* Start *

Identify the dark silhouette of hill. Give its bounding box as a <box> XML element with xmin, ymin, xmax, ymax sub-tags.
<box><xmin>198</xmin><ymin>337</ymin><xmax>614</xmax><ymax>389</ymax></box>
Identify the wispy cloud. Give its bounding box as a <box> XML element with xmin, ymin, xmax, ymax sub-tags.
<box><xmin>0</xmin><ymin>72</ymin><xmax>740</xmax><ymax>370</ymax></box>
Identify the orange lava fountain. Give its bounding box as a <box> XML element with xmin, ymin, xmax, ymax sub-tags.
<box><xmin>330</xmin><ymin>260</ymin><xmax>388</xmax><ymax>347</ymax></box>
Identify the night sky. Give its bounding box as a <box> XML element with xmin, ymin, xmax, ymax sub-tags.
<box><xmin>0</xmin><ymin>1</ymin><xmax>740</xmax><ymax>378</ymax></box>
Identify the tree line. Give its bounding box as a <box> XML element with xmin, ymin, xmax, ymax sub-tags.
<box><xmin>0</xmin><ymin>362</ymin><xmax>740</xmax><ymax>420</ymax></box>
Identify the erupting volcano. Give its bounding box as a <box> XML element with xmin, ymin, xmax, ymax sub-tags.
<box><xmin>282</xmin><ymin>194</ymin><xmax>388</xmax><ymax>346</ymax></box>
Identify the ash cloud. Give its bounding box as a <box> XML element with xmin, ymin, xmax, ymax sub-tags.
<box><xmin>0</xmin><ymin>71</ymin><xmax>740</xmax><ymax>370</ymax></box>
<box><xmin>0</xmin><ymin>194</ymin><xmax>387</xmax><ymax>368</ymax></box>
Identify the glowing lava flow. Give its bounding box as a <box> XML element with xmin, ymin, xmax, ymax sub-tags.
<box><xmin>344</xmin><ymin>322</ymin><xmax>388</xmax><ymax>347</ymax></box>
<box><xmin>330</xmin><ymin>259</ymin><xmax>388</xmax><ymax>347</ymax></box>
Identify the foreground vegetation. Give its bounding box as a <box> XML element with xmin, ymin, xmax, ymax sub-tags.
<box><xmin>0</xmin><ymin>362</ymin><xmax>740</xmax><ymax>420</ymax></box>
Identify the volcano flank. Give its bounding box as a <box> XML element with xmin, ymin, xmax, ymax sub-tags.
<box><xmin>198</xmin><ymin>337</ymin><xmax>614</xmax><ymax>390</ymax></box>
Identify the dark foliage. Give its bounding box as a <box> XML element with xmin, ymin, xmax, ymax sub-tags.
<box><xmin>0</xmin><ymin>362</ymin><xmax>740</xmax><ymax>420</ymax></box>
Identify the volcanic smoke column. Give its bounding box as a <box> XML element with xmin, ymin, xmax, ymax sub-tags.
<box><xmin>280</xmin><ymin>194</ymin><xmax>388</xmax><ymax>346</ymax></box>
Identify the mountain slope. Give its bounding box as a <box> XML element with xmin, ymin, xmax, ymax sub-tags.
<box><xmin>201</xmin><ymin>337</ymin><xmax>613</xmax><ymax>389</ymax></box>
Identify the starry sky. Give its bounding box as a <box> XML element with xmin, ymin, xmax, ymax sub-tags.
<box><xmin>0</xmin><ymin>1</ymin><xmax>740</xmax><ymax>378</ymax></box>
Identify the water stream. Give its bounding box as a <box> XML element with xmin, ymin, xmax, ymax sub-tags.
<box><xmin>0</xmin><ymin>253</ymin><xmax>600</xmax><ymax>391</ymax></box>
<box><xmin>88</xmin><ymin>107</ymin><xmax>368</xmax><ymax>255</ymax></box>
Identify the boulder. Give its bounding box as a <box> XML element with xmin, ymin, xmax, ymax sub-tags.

* End *

▶ _What you need to do_: Revise the lines above so that every "Identify" becomes "Locate" and everything else stays the same.

▶ _Result of this exercise_:
Locate the dark silhouette of hill. Give its bounding box as a <box> XML element with xmin, ymin, xmax, ymax sub-tags.
<box><xmin>198</xmin><ymin>337</ymin><xmax>614</xmax><ymax>389</ymax></box>
Locate the wispy cloud. Give its bounding box as a <box> XML element with xmin, ymin, xmax, ymax sub-tags.
<box><xmin>0</xmin><ymin>72</ymin><xmax>740</xmax><ymax>370</ymax></box>
Locate the orange lava fountain. Give its bounding box as a <box> XML element with xmin, ymin, xmax, ymax sub-tags.
<box><xmin>330</xmin><ymin>260</ymin><xmax>388</xmax><ymax>347</ymax></box>
Locate the night sky. Give its bounding box as a <box> XML element with xmin, ymin, xmax, ymax sub-tags.
<box><xmin>0</xmin><ymin>1</ymin><xmax>740</xmax><ymax>378</ymax></box>
Locate the tree line. Give its bounding box as a <box> XML element with xmin, ymin, xmax, ymax sub-tags.
<box><xmin>0</xmin><ymin>362</ymin><xmax>740</xmax><ymax>420</ymax></box>
Locate the erupting volcano. Give its bounding box as a <box> XML element with xmin, ymin, xmax, ymax sub-tags.
<box><xmin>282</xmin><ymin>194</ymin><xmax>388</xmax><ymax>346</ymax></box>
Locate the ash cloud. Give its bounding box as a <box> XML element with xmin, ymin, xmax, ymax sub-tags.
<box><xmin>0</xmin><ymin>71</ymin><xmax>740</xmax><ymax>370</ymax></box>
<box><xmin>0</xmin><ymin>194</ymin><xmax>387</xmax><ymax>368</ymax></box>
Locate the glowing lava flow. Give its bounding box as a <box> XML element with xmin, ymin, xmax, ymax sub-tags.
<box><xmin>344</xmin><ymin>322</ymin><xmax>388</xmax><ymax>347</ymax></box>
<box><xmin>330</xmin><ymin>259</ymin><xmax>388</xmax><ymax>347</ymax></box>
Locate the foreground vegetation. Give its bounding box as a <box> XML element with xmin, ymin, xmax, ymax sub-tags.
<box><xmin>0</xmin><ymin>362</ymin><xmax>740</xmax><ymax>420</ymax></box>
Locate the volcano flank. Give its bounding box as a <box> XML element with xmin, ymin, xmax, ymax sub-tags.
<box><xmin>198</xmin><ymin>337</ymin><xmax>614</xmax><ymax>390</ymax></box>
Locate the dark foliage. Give its bounding box as a <box> XML element with xmin, ymin, xmax, ymax sub-tags.
<box><xmin>0</xmin><ymin>362</ymin><xmax>740</xmax><ymax>420</ymax></box>
Locate the volcanic smoke column. Give its bounding box as a <box> XML element with xmin, ymin, xmax, ymax sub-tags.
<box><xmin>280</xmin><ymin>194</ymin><xmax>388</xmax><ymax>346</ymax></box>
Locate the mountain slope. Give its bounding box as a <box> XML element with xmin, ymin, xmax, ymax sub-tags.
<box><xmin>201</xmin><ymin>337</ymin><xmax>613</xmax><ymax>389</ymax></box>
Locate the starry sky. Give its bounding box as a <box> XML element with xmin, ymin, xmax, ymax sub-tags.
<box><xmin>0</xmin><ymin>1</ymin><xmax>740</xmax><ymax>378</ymax></box>
Locate the water stream. Give its bounding box as a <box> XML element with xmin, ymin, xmax, ymax sub-tags.
<box><xmin>0</xmin><ymin>253</ymin><xmax>600</xmax><ymax>391</ymax></box>
<box><xmin>88</xmin><ymin>107</ymin><xmax>368</xmax><ymax>255</ymax></box>
Locate the boulder. Give its bounding box as a <box> XML element with xmin, ymin, xmax, ymax sub-tags.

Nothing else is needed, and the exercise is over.